Excerpts from a dataset
┌──

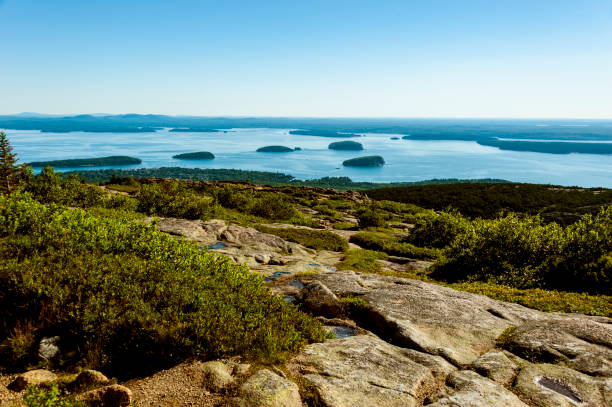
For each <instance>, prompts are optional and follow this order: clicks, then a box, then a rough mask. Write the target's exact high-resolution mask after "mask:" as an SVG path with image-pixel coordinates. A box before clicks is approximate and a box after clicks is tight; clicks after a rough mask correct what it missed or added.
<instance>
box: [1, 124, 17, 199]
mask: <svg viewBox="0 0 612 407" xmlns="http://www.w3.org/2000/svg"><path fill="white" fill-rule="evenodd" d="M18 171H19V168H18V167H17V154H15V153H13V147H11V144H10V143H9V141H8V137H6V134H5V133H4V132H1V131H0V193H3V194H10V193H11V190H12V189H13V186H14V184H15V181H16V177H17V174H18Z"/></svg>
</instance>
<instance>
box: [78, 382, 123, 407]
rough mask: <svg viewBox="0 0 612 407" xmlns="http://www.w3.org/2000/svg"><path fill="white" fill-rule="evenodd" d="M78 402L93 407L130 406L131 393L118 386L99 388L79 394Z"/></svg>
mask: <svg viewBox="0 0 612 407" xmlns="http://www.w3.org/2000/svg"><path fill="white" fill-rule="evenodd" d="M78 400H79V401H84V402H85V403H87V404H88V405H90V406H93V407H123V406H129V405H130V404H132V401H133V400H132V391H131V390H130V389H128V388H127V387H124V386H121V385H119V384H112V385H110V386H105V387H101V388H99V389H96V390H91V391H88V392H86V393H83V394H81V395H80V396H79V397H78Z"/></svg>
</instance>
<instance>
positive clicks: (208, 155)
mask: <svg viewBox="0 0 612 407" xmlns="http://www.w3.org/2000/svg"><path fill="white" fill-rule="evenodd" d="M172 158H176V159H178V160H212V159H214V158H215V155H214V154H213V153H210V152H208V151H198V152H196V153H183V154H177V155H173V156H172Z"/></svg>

└──
┌──

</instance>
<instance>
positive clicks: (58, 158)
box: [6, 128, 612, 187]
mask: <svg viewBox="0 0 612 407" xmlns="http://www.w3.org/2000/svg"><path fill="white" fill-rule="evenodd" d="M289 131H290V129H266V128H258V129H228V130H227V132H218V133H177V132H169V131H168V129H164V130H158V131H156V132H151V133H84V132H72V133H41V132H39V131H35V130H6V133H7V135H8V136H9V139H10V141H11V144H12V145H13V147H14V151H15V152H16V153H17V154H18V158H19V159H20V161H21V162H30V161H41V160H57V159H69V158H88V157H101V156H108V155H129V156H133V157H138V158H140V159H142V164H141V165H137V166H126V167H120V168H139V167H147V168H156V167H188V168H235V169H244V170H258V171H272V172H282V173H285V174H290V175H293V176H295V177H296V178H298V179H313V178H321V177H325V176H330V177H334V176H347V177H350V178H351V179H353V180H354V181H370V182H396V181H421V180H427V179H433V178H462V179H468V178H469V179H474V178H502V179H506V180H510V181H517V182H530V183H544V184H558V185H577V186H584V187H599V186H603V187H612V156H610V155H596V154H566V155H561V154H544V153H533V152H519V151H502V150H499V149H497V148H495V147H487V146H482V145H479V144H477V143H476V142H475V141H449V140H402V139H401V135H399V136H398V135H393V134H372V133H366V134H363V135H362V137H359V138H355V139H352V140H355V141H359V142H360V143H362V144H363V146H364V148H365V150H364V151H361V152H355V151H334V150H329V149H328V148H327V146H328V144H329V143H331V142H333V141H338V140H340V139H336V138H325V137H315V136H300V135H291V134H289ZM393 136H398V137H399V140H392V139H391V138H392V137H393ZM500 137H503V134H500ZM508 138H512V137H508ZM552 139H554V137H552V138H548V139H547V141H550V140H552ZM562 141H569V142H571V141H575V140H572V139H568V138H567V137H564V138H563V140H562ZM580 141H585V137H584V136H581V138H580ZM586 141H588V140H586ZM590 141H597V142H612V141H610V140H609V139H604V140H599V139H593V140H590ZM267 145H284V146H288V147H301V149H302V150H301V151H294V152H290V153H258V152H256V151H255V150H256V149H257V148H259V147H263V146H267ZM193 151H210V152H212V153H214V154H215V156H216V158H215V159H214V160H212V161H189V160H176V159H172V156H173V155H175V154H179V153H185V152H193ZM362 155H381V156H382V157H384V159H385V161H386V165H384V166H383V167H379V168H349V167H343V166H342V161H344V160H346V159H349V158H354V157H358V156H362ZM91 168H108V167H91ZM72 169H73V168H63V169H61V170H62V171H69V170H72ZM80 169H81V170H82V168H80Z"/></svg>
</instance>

└──
┌──

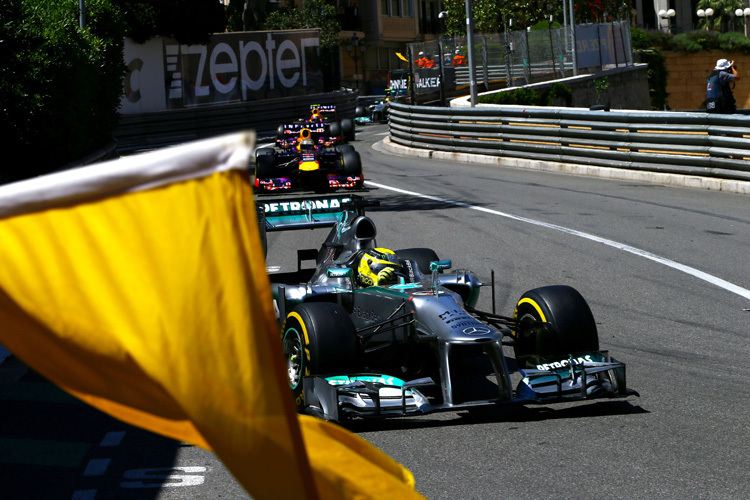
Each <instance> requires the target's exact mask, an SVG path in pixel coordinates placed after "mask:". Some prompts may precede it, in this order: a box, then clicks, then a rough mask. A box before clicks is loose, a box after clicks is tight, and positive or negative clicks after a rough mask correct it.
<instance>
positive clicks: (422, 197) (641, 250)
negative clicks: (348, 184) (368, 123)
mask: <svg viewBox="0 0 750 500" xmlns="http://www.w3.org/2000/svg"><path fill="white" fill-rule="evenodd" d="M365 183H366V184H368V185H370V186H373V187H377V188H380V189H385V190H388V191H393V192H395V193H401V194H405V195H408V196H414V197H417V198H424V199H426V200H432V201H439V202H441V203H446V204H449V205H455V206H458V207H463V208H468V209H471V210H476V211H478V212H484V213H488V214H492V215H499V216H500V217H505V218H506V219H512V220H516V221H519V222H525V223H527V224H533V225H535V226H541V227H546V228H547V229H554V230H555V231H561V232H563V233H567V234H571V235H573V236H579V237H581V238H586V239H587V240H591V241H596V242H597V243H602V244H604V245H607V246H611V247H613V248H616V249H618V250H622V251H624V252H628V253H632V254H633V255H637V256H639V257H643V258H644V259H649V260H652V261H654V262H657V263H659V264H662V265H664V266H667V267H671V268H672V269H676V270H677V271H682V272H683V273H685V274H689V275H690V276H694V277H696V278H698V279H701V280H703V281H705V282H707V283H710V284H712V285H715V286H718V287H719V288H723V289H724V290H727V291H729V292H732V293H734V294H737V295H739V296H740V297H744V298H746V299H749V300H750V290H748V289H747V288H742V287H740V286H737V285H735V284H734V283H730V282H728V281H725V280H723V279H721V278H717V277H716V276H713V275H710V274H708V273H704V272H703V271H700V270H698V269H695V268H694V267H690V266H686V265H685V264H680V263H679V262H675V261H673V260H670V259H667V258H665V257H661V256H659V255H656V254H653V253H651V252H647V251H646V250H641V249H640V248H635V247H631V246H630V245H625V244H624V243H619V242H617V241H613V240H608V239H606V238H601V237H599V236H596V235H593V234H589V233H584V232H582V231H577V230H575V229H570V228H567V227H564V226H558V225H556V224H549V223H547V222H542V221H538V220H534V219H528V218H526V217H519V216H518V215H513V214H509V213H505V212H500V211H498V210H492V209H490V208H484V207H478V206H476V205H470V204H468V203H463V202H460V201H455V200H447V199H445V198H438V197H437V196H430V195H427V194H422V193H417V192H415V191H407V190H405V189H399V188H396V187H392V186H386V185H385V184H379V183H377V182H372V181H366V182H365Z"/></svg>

└──

EXERCISE DETAILS. Going back to the entries above, set down exactly the lines that begin at the one with "For each <instance>, prompts" and end at the one with "box: [78, 382, 123, 407]", both included, and nothing else.

THE ANSWER.
For each <instance>, prompts are optional and follow this order: clicks, then a box, then a rough mask. Write the target's exact high-resolution mask after "mask:" as an SVG path with image-pixel coordinates. A box before clicks is approximate and a box after clicks is tight; clicks after a rough mask correct what it missed or added.
<instance>
box: [1, 124, 17, 199]
mask: <svg viewBox="0 0 612 407" xmlns="http://www.w3.org/2000/svg"><path fill="white" fill-rule="evenodd" d="M18 171H19V168H18V167H17V154H15V153H13V147H11V144H10V143H9V141H8V137H6V134H5V133H4V132H1V131H0V193H3V194H10V193H11V190H12V189H13V186H14V184H15V181H16V177H17V174H18Z"/></svg>
</instance>
<instance>
box: [78, 382, 123, 407]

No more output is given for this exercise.